* [APPLY WHAT YOU READ]:
A – Check each statement against the tumor gene selection text below, answering yes or no and quoting the words of the text that settle it.
(i) The correlation matrix is symmetrical.
(ii) The experiments used four benchmark data sets.
(iii) The threshold was tuned to 0.48 for the DLBCL data set.
B – Using the tumor gene selection text below, answer these questions, one per line, marking each answer like its question.
(i) Which labels mark the positive and the negative samples?
(ii) What is used to adjust the correlation coefficient threshold?
(iii) Which method first sorts the tumor expressive data in descending order?
C – Reproduce the part of the tumor gene selection text below between "2.3 Outline of" and "parameter \( \rho \).", inclusive, without changing anything.

::: TEXT SHOWN

Thus for all the gene expressive data \( X = [X_{1} ,X_{2} , \ldots ,X_{n} ] \), there exists a correlation coefficient between any two of them, based on which a correlation matrix can be constructed below:

$$ C = \left[ {\begin{array}{*{20}c} {\rho_{11} } & {\rho_{12} } & \ldots & {\rho_{1n} } \\ {\rho_{21} } & {\rho_{22} } & \ldots & {\rho_{2n} } \\ \ldots & \ldots & \ldots & \ldots \\ {\rho_{n1} } & {\rho_{n2} } & \ldots & {\rho_{nn} } \\ \end{array} } \right] $$
(3)

Moreover, it takes the label information of the original tumor gene expressive data into account, where the sample matrix can be divided into \( A \) and \( B \) with the labels of 1 and −1, characterizing the positive and the negative samples, respectively. Thus according to the labeled sample matrix \( A \) and \( B \), we can obtain the corresponding correlation matrixes as \( C_{A} \) and \( C_{B} \).

Obviously, the correlation matrix is symmetrical, moreover, foe each element on the correlation matrix, its value will be in the interval as [0 1]. At the same time, all the diagonal elements are all with value of 1 because they reflect the correlations of themselves. In general, the larger \( \rho_{ij} \) in both the correlation matrixes \( C_{A} \) and \( C_{B} \), the more correlated between any two genes as \( f_{i} \) and \( f_{j} \), which also lead to a problem that how to set the coefficient threshold \( \rho \) to determine which genes are correlated. In details, those with correlation coefficient are larger than \( \rho \), they will be highly correlated; otherwise, they will be uncorrelated.

2.3 Outline of the Proposed Method

According to the above analysis, the outline of the proposed method will be naturally concluded and displayed in the following Table 1.

Table 1. Outline of the proposed method

3 Experiments

In this section, experiments are conducted on three benchmark tumor gene expressive data sets including Colon, DLBCL and Leukemia. Moreover, performance comparisons are also made by using the proposed method, F-score method, Laplacian Score [10] and Fisher Score [11]. At the same time, SVM is also taken as another comparison method for tumor gene expressive data classification.

In addition, when making supervised correlation analysis on those Colon, DLBCL and Leukemia data, it occurs to the parameter as the correlation coefficient threshold \( \rho \). In the experiment, LOO-CV (Leave One Out-Cross Validation) is also introduced to adjust parameter \( \rho \).

Figure 1 shows the performance curves with different coefficient threshold \( \rho \) when making the supervised correlation analysis to the training sets, where the optimal parameter \( \rho \) will be tuned. From Fig. 1, it can be clearly found that the correlation coefficient \( \rho \) is tuned to be 0.48, 0.3 and 0.14 for Colon, DLBCL and Leukemia data set, respectively.

Fig. 1.
figure 1

LOO-CV performance with varied \( \rho \) for Colon, DLBCL and Acute leukemia data sets

After tuning the coefficient threshold \( \rho \), experiments have been conducted on these three data sets by using the proposed method, Laplacian score, Fisher score, F-score method and SVM method, respectively. The experimental results on these tumor gene expressive data sets are listed in the following Table, where it can find that the proposed method is superior to the other comparison methods Table 2.

Table 2. LOO-CV Performance comparisons on three data sets

4 Conclusions

In order to select the key genes from tumor gene expressive data, a feature selection method is proposed, which can be introduced for tumor genotype prediction. In the proposed method, firstly, F-score is recommended to sort the tumor expressive data with the descending order, from which those with high scores can be selected as the candidate of gene subset. And then supervised correlation analysis is also taken to reduce the redundancy existing in the candidate gene subset and the rest is the optimal gene subset. Finally, SVM is also adopted to predict the genre of them. Experiments on benchmark tumor gene expressive data sets have been conducted with some related comparison tumor gene selection methods, by which the performance of the proposed method can be validated.

::::::
::: GIVEN INFORMATION

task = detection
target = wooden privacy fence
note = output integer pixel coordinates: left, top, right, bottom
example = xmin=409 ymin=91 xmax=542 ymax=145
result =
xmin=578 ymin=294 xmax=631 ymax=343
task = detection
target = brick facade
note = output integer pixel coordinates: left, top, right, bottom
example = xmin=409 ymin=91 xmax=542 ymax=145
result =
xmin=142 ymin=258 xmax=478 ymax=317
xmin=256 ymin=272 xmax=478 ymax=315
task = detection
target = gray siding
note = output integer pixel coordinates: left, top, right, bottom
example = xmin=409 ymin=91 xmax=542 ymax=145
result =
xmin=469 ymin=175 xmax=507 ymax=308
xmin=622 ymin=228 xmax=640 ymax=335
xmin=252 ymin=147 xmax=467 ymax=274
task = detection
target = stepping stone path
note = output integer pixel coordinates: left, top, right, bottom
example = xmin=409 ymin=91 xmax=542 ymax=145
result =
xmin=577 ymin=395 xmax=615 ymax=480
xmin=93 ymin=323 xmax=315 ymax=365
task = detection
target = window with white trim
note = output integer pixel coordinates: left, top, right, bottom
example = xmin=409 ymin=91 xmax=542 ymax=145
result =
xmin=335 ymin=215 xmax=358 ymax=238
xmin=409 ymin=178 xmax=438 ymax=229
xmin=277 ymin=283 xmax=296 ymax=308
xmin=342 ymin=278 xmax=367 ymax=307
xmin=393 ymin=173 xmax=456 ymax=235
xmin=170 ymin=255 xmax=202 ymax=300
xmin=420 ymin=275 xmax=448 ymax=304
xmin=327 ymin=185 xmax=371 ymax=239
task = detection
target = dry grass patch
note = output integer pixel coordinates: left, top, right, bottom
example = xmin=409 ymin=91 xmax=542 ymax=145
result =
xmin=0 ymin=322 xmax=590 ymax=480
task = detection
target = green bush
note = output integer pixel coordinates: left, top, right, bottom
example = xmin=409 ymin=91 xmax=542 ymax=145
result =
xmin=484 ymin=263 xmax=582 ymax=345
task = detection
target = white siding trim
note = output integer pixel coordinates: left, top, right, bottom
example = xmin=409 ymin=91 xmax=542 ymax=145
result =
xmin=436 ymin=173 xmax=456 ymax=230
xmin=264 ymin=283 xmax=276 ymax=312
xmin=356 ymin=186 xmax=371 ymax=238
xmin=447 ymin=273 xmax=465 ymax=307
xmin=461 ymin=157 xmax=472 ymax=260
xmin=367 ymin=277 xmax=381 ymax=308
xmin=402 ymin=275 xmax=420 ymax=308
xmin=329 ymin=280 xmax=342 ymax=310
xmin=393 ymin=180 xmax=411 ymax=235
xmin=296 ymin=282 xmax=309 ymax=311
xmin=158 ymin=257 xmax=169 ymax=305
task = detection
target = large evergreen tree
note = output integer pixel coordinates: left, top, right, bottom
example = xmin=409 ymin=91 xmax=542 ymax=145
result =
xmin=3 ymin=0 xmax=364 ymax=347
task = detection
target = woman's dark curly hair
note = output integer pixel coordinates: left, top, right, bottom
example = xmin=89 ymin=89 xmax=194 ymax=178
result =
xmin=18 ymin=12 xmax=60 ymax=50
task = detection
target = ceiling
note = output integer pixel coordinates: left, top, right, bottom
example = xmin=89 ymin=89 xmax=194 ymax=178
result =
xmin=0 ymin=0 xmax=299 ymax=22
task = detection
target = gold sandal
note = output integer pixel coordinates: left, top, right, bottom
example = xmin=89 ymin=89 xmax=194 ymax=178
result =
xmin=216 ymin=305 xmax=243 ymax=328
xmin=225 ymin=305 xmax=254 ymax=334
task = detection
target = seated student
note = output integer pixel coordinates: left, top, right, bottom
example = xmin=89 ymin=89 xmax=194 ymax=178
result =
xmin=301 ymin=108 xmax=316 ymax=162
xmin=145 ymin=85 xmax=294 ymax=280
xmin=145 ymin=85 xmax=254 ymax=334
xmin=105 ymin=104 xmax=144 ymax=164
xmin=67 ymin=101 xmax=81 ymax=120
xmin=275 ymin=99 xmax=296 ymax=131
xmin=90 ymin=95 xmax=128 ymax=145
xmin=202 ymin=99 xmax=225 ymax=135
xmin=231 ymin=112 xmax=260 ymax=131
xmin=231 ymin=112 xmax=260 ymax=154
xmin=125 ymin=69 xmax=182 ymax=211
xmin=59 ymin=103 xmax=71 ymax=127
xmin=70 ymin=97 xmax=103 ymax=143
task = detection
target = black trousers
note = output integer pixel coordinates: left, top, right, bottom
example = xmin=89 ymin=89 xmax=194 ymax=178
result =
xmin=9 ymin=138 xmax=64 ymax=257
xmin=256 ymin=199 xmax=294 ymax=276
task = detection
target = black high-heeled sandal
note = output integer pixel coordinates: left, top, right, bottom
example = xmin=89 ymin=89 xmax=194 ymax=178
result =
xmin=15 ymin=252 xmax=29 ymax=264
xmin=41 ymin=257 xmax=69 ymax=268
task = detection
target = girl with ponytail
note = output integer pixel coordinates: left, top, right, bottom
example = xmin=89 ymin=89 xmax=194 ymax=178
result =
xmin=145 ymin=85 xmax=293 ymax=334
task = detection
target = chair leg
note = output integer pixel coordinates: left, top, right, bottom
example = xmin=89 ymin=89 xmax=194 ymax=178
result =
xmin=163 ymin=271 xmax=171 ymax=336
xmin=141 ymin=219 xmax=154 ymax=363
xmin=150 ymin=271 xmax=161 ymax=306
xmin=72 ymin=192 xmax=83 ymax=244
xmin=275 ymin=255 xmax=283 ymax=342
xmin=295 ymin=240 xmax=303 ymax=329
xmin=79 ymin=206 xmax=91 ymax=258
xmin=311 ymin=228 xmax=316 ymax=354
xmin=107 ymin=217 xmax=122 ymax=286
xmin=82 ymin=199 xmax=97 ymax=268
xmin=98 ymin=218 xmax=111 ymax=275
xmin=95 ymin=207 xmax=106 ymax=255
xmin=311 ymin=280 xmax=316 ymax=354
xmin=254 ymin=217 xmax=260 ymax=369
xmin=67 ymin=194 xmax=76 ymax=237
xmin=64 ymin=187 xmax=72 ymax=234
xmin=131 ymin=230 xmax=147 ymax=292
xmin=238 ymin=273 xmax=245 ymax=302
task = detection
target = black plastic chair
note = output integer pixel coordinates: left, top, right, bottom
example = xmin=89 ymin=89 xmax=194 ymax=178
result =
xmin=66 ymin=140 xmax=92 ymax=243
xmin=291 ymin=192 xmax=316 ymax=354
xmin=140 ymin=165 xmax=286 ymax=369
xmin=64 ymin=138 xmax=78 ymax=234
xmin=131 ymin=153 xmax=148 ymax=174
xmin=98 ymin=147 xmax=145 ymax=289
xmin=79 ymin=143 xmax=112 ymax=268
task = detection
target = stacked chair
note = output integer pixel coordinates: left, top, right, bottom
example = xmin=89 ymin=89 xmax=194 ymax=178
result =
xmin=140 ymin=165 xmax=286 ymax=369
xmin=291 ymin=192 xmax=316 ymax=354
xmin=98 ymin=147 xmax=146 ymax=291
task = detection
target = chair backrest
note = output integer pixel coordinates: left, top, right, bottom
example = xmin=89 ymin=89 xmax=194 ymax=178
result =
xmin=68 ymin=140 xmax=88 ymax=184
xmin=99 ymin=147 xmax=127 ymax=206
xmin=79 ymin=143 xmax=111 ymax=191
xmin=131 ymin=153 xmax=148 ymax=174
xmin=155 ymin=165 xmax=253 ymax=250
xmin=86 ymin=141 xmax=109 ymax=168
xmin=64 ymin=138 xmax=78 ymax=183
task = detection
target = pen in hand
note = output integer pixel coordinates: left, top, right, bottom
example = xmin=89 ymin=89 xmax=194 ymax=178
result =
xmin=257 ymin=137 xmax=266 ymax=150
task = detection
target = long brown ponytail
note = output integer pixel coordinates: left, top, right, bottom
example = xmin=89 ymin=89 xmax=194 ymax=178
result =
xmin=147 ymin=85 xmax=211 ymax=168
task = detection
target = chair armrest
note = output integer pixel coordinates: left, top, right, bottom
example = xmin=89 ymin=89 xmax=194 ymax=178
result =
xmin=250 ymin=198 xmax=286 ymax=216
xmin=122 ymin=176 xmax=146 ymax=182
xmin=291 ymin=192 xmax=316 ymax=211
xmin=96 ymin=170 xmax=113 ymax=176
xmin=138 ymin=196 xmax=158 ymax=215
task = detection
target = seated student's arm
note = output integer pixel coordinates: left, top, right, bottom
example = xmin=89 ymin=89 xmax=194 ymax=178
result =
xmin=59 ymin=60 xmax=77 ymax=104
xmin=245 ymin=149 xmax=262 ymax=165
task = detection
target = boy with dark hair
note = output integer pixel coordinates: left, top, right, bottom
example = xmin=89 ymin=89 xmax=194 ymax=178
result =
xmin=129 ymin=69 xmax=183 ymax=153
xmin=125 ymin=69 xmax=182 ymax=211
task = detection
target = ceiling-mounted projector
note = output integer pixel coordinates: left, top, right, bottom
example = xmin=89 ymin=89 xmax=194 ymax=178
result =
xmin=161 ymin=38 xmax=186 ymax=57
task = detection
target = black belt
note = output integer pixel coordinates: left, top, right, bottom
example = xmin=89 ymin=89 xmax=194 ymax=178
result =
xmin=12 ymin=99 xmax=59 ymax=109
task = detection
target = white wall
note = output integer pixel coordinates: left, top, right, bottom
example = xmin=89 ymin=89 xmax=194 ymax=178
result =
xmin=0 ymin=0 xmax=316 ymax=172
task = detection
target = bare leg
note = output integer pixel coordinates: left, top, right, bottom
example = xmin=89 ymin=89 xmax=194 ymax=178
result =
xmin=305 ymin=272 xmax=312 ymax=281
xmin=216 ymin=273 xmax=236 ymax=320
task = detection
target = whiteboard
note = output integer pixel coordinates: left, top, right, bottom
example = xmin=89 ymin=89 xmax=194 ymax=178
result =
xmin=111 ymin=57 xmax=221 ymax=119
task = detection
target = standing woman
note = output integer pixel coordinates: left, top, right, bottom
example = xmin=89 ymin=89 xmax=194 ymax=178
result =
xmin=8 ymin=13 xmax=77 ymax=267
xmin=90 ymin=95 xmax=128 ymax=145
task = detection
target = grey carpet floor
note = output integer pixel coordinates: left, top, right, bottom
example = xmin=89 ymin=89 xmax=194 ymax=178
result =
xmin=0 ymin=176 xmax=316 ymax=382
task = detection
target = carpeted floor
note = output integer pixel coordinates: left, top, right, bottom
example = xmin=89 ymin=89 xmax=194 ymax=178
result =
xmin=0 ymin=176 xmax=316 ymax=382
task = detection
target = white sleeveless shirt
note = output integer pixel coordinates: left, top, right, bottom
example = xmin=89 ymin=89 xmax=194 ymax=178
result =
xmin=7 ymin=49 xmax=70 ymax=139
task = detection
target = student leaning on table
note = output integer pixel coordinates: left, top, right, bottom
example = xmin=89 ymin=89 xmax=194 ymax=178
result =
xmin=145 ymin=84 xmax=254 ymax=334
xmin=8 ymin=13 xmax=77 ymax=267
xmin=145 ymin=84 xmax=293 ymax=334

::::::

* [ANSWERS BY TASK]:
A –
(i) Yes: "Obviously, the correlation matrix is symmetrical"
(ii) No: "experiments are conducted on three benchmark tumor gene expressive data sets including Colon, DLBCL and Leukemia"
(iii) No: "tuned to be 0.48, 0.3 and 0.14 for Colon, DLBCL and Leukemia data set, respectively"

B –
(i) 1 for the positive samples and −1 for the negative samples.
(ii) LOO-CV (Leave One Out-Cross Validation).
(iii) F-score.

C –
2.3 Outline of the Proposed Method

According to the above analysis, the outline of the proposed method will be naturally concluded and displayed in the following Table 1.

Table 1. Outline of the proposed method

3 Experiments

In this section, experiments are conducted on three benchmark tumor gene expressive data sets including Colon, DLBCL and Leukemia. Moreover, performance comparisons are also made by using the proposed method, F-score method, Laplacian Score [10] and Fisher Score [11]. At the same time, SVM is also taken as another comparison method for tumor gene expressive data classification.

In addition, when making supervised correlation analysis on those Colon, DLBCL and Leukemia data, it occurs to the parameter as the correlation coefficient threshold \( \rho \). In the experiment, LOO-CV (Leave One Out-Cross Validation) is also introduced to adjust parameter \( \rho \).